To do: Find the line containing "Target: floral sundress" in the entries below. Restate it and each line after it, word for word, up to and including the line containing "this form: (880,438).".

Exercise input:
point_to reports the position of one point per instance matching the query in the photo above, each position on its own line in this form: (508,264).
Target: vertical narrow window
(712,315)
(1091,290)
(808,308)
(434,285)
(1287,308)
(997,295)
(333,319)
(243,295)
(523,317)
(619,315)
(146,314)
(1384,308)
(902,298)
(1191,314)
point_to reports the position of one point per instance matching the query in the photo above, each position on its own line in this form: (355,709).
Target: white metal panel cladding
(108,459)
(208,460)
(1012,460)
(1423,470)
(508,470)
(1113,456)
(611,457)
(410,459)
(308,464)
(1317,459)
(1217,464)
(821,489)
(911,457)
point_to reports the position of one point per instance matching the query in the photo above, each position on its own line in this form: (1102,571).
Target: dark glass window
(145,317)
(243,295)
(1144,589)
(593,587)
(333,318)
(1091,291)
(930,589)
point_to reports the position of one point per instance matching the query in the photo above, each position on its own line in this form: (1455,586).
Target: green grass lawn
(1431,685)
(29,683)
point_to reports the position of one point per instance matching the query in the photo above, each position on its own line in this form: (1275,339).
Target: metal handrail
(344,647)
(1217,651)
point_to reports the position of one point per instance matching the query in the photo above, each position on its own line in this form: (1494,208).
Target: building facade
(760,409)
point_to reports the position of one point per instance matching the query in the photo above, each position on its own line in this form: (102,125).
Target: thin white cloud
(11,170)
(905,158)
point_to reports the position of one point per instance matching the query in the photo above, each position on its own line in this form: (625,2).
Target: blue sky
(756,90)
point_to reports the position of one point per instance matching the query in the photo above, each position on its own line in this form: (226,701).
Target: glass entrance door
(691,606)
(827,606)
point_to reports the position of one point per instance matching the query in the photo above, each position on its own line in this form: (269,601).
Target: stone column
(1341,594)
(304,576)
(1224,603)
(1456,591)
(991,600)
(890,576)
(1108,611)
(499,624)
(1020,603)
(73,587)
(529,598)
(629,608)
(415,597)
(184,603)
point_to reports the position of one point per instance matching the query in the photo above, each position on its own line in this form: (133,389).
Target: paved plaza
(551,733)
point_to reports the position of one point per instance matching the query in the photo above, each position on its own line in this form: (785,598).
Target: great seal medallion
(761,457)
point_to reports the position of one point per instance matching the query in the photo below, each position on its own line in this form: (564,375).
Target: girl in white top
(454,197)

--

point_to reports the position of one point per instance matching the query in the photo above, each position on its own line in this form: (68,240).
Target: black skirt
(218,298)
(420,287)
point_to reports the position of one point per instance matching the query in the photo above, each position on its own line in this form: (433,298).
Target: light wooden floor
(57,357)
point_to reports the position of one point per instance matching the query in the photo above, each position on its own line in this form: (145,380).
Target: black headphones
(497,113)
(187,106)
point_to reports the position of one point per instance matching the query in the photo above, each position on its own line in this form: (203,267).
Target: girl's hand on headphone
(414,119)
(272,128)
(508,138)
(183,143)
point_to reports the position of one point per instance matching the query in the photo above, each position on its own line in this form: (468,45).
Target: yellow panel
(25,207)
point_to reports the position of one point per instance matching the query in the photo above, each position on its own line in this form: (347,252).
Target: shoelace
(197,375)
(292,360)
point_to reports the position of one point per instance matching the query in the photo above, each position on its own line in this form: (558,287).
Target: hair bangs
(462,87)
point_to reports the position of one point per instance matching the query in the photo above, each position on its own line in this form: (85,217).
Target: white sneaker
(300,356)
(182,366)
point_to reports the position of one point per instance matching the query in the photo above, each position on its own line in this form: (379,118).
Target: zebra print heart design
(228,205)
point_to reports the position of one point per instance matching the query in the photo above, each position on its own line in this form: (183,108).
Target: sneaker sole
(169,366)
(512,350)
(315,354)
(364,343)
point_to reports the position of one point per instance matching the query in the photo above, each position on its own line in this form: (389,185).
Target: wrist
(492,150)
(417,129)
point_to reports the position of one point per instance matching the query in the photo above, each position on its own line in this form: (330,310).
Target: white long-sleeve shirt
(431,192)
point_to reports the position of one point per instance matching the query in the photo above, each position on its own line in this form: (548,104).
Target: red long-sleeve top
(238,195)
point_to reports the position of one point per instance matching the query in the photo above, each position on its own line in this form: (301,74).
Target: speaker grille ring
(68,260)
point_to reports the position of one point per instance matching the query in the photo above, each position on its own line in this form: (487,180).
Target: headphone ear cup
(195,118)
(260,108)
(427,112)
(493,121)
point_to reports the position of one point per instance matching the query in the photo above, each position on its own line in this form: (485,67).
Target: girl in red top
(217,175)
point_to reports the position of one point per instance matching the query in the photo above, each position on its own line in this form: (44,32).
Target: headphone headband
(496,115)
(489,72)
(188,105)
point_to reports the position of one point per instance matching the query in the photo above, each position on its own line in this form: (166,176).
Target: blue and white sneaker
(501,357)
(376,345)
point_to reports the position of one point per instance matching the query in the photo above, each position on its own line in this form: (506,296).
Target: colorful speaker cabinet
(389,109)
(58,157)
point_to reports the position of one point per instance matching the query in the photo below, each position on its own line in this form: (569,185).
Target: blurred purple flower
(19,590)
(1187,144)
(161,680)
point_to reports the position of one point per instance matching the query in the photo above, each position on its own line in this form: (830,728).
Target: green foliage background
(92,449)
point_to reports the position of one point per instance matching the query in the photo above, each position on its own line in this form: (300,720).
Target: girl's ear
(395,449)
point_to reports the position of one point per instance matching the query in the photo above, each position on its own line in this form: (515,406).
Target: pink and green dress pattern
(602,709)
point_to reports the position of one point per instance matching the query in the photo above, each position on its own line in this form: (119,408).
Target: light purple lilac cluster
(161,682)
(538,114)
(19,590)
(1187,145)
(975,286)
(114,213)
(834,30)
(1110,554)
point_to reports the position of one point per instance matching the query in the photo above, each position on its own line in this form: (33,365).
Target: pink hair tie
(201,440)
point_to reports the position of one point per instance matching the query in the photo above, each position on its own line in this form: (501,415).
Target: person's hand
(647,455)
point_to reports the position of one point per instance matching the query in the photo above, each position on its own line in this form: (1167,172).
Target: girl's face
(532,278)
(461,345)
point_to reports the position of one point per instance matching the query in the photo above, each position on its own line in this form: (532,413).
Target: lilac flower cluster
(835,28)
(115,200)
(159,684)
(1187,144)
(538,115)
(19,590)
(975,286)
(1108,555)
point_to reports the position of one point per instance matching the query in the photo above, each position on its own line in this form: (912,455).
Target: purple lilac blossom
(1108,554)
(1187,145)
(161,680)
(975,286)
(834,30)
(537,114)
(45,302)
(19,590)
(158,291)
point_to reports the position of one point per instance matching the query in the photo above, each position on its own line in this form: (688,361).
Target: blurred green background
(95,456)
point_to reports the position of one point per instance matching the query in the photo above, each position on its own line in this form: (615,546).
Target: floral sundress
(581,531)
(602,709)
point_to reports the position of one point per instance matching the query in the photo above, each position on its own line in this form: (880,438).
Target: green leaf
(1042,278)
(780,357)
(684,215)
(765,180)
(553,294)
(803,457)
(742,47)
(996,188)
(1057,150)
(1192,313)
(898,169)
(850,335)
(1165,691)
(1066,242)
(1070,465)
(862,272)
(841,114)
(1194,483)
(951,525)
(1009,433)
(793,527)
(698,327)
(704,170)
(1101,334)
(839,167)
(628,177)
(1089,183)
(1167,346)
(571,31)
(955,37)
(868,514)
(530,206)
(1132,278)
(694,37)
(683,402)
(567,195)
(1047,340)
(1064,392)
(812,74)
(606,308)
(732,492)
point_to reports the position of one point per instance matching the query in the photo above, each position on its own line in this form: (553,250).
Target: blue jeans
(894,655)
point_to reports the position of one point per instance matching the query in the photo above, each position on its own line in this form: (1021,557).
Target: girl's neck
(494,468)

Solution for this problem:
Target: floral sundress
(581,531)
(602,709)
point_to reports the position of one point per instance matching the query in the photo above, each position on its own line in this form: (880,438).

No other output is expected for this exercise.